**Stated exercise**: Reproduce all of the records below line for line, changing nothing.

Outline records for named regions
[START]

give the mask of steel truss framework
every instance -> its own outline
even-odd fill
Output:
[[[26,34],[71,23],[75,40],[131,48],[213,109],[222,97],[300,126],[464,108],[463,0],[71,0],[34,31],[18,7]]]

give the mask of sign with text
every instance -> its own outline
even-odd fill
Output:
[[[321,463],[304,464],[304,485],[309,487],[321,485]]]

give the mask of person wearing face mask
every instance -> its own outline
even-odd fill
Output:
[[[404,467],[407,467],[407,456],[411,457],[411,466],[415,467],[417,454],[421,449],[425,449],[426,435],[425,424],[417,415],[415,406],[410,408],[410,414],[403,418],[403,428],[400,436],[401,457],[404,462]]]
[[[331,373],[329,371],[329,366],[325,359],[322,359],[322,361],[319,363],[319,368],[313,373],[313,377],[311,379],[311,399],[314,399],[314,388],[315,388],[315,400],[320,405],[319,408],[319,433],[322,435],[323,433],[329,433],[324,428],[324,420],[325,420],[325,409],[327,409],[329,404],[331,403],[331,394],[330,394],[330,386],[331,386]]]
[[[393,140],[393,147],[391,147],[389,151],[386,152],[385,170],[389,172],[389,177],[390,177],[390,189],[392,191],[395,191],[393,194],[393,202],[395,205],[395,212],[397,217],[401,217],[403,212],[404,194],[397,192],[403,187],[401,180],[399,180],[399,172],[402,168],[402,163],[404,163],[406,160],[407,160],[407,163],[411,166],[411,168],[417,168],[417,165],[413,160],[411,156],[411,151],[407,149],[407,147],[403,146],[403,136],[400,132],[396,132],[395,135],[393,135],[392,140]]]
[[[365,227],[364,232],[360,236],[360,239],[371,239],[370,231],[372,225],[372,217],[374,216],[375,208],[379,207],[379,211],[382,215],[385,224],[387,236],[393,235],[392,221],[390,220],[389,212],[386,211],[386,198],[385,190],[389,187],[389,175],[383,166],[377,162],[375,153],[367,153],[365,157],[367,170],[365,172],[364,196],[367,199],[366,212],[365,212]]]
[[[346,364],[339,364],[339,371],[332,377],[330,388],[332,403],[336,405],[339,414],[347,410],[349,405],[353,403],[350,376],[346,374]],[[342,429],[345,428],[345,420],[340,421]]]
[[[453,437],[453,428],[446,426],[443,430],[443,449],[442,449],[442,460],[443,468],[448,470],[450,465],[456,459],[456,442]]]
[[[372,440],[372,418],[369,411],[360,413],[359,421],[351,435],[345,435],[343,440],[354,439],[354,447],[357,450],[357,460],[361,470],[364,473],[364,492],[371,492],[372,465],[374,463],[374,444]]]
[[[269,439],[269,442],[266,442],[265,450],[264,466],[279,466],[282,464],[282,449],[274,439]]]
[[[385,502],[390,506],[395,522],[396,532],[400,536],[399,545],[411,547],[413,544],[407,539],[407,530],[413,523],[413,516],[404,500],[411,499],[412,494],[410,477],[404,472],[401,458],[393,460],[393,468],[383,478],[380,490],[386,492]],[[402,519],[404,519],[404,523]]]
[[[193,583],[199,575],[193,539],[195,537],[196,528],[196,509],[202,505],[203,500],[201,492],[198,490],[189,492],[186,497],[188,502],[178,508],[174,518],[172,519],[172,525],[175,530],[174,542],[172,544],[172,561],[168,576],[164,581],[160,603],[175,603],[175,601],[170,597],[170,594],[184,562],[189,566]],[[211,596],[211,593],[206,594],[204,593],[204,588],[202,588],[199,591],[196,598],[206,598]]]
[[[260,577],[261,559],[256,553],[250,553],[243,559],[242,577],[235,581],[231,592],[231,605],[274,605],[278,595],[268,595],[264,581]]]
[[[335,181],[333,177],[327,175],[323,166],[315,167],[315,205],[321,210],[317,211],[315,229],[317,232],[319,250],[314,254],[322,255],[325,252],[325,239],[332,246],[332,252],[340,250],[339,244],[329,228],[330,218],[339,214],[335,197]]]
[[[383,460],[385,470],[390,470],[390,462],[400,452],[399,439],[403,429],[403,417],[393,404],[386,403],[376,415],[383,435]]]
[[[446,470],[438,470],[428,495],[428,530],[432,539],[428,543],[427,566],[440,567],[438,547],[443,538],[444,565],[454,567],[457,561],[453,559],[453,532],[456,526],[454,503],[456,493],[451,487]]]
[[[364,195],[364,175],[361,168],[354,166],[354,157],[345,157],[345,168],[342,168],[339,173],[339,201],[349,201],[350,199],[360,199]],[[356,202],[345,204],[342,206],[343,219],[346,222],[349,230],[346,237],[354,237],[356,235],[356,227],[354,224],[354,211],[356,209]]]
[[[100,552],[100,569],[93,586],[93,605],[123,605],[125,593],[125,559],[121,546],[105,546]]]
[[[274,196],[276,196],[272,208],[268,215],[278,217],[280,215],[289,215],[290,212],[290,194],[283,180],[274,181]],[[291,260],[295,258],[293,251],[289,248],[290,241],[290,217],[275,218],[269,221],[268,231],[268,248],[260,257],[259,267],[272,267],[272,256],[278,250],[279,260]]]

[END]

**Answer to the task**:
give the mask of steel truss framework
every instance -> its own outline
even-odd fill
Output:
[[[26,34],[71,23],[75,40],[131,48],[213,109],[222,97],[300,126],[464,108],[463,0],[71,0],[34,31],[18,7]]]

give the mask of sign with text
every instance -> its own outline
even-odd fill
Output:
[[[321,463],[304,464],[304,485],[309,487],[321,485]]]

give the mask of person wearing face mask
every instance -> its own outline
even-odd fill
Output:
[[[404,467],[407,467],[407,456],[411,457],[411,466],[415,467],[417,454],[421,449],[425,449],[426,435],[425,424],[417,415],[415,406],[410,408],[410,414],[403,418],[403,428],[400,436],[401,457],[404,462]]]
[[[331,373],[329,371],[329,366],[325,359],[322,359],[322,361],[319,363],[319,368],[313,373],[313,377],[311,379],[311,399],[314,399],[314,388],[315,388],[315,400],[320,405],[319,408],[319,433],[322,435],[323,433],[329,433],[324,428],[324,420],[325,420],[325,409],[327,409],[329,404],[331,403],[331,394],[330,394],[330,386],[331,386]]]
[[[393,140],[393,147],[391,147],[389,151],[386,152],[385,170],[389,172],[389,177],[390,177],[390,189],[392,191],[395,191],[393,194],[393,202],[395,205],[395,212],[397,217],[401,217],[403,212],[404,194],[397,192],[403,187],[401,180],[399,180],[399,172],[402,168],[402,163],[404,163],[406,160],[407,160],[407,163],[411,166],[411,168],[417,168],[417,165],[413,160],[411,156],[411,151],[407,149],[407,147],[403,146],[403,136],[400,132],[396,132],[395,135],[393,135],[392,140]]]
[[[365,227],[364,232],[360,236],[360,239],[371,239],[370,231],[372,225],[372,217],[374,216],[375,208],[379,207],[379,211],[382,215],[385,224],[387,236],[393,235],[392,221],[390,220],[389,212],[386,211],[386,198],[385,190],[389,187],[389,175],[383,166],[377,162],[375,153],[367,153],[365,157],[367,170],[365,172],[364,196],[367,199],[366,212],[365,212]]]
[[[346,364],[339,364],[339,371],[332,377],[330,388],[332,403],[336,405],[339,414],[347,410],[349,405],[353,403],[350,376],[346,374]],[[342,429],[345,428],[345,420],[340,421]]]
[[[453,437],[453,428],[446,426],[443,430],[443,449],[442,449],[442,460],[443,468],[448,470],[450,465],[456,459],[456,442]]]
[[[372,440],[372,418],[369,411],[360,413],[359,421],[351,435],[345,435],[343,440],[354,439],[354,447],[357,450],[357,460],[361,470],[364,473],[364,492],[371,492],[372,465],[374,463],[374,444]]]
[[[269,439],[269,442],[266,442],[265,450],[264,466],[279,466],[282,464],[282,449],[274,439]]]
[[[385,502],[390,506],[395,522],[396,532],[400,536],[399,545],[411,547],[413,544],[407,539],[407,530],[413,523],[413,516],[404,500],[411,499],[412,494],[410,477],[404,472],[401,458],[393,460],[393,468],[383,478],[380,490],[386,492]],[[402,519],[404,519],[404,523]]]
[[[193,583],[199,575],[193,539],[195,537],[196,528],[196,509],[202,505],[203,500],[201,492],[198,490],[189,492],[186,497],[188,502],[178,508],[174,518],[172,519],[172,525],[175,530],[174,542],[172,544],[172,561],[168,576],[164,581],[160,603],[175,603],[175,601],[170,597],[170,594],[184,562],[189,566]],[[211,596],[211,593],[206,594],[204,593],[204,588],[202,588],[199,591],[196,598],[206,598]]]
[[[260,577],[261,559],[256,553],[250,553],[243,559],[242,577],[235,581],[231,592],[231,605],[274,605],[278,595],[268,595],[264,581]]]
[[[335,181],[333,177],[327,175],[323,166],[315,167],[315,205],[321,210],[317,211],[315,229],[317,232],[319,250],[314,254],[322,255],[325,252],[325,239],[332,246],[332,252],[340,250],[339,244],[329,228],[330,218],[339,214],[335,197]]]
[[[383,460],[385,470],[390,470],[390,462],[400,452],[399,439],[403,429],[403,417],[393,404],[386,403],[376,415],[383,435]]]
[[[446,470],[438,470],[428,495],[428,530],[432,539],[428,543],[427,566],[440,567],[438,547],[443,538],[444,565],[454,567],[457,561],[453,559],[453,532],[456,526],[454,503],[456,493],[451,487]]]
[[[364,195],[364,175],[361,168],[354,166],[354,157],[345,157],[345,168],[342,168],[339,173],[339,201],[349,201],[350,199],[360,199]],[[356,202],[345,204],[342,206],[343,219],[346,222],[349,230],[346,237],[354,237],[356,235],[356,227],[354,224],[354,211],[356,209]]]
[[[100,552],[100,569],[93,586],[93,605],[123,605],[125,593],[125,559],[121,546],[105,546]]]
[[[274,196],[276,196],[272,208],[268,215],[278,217],[280,215],[289,215],[290,212],[290,194],[283,180],[274,181]],[[291,260],[295,258],[293,251],[289,248],[290,241],[290,217],[275,218],[269,221],[268,231],[268,248],[260,257],[259,267],[272,267],[272,256],[278,250],[279,260]]]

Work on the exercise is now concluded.